(PROBLEM TO SOLVE)
Please rewrite every text line of the items below as a Markdown table with the columns Row and Line, numbering the rows and skipping blank lines. Leave the pictures out.

(EXERCISE INPUTS)
>> Begin
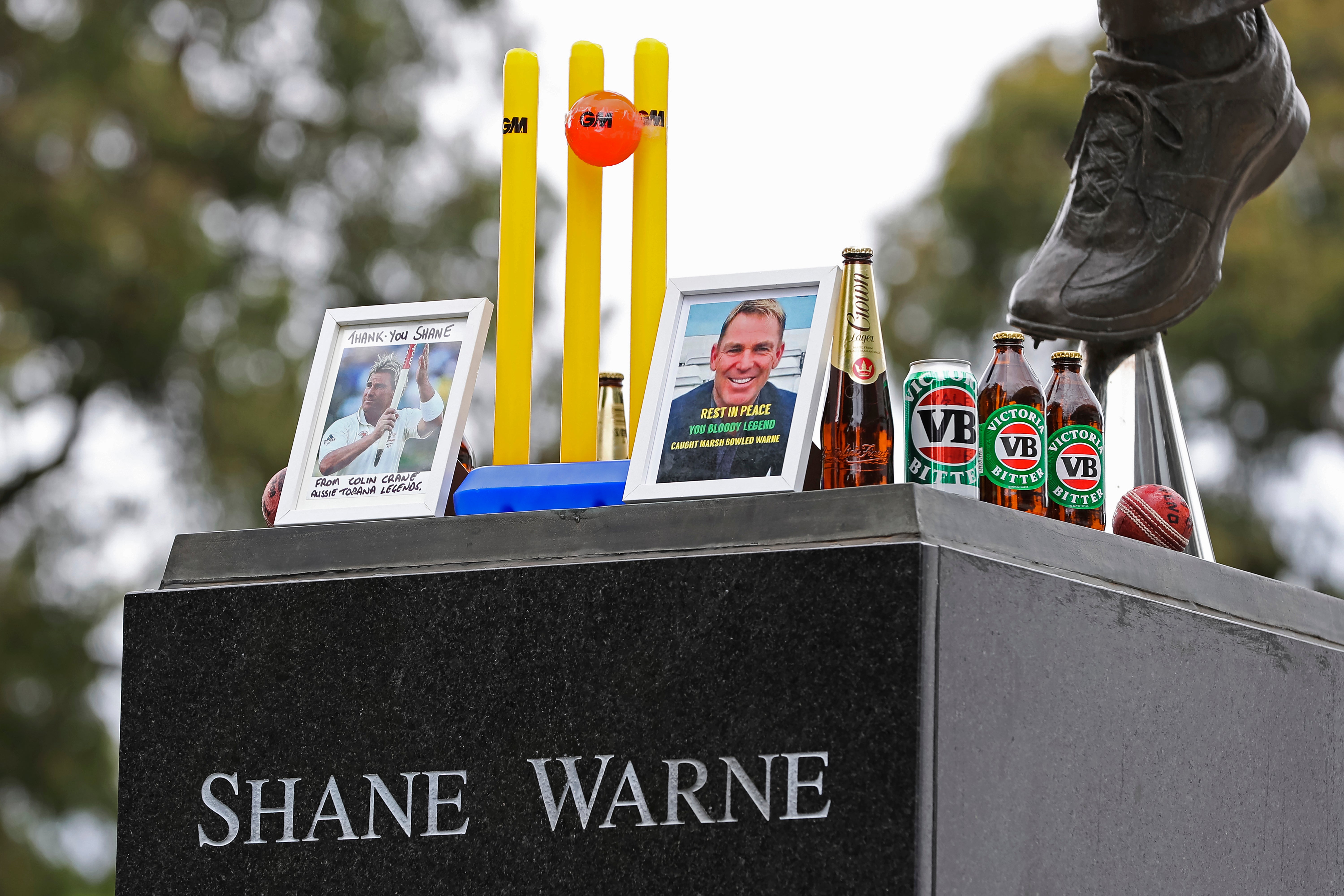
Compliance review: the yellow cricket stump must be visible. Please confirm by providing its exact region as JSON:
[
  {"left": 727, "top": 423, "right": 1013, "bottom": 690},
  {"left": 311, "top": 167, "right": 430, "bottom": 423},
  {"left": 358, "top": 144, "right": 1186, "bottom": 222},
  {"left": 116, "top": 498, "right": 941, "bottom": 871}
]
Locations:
[
  {"left": 495, "top": 50, "right": 540, "bottom": 463},
  {"left": 626, "top": 38, "right": 668, "bottom": 445},
  {"left": 560, "top": 40, "right": 603, "bottom": 463}
]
>> End
(SOLUTION BELOW)
| Row | Line |
|---|---|
| 1 | Compliance review: the yellow cricket stump must be visible. Please confirm by providing its exact region as JSON: |
| 2 | [ |
| 3 |   {"left": 727, "top": 423, "right": 1013, "bottom": 690}, |
| 4 |   {"left": 311, "top": 167, "right": 430, "bottom": 423}, |
| 5 |   {"left": 358, "top": 144, "right": 1186, "bottom": 222}, |
| 6 |   {"left": 116, "top": 498, "right": 941, "bottom": 871} |
| 7 | ] |
| 8 | Locations: |
| 9 | [ |
| 10 |   {"left": 495, "top": 50, "right": 540, "bottom": 463}, |
| 11 |   {"left": 626, "top": 38, "right": 668, "bottom": 445}, |
| 12 |   {"left": 560, "top": 40, "right": 603, "bottom": 463} |
| 13 | ] |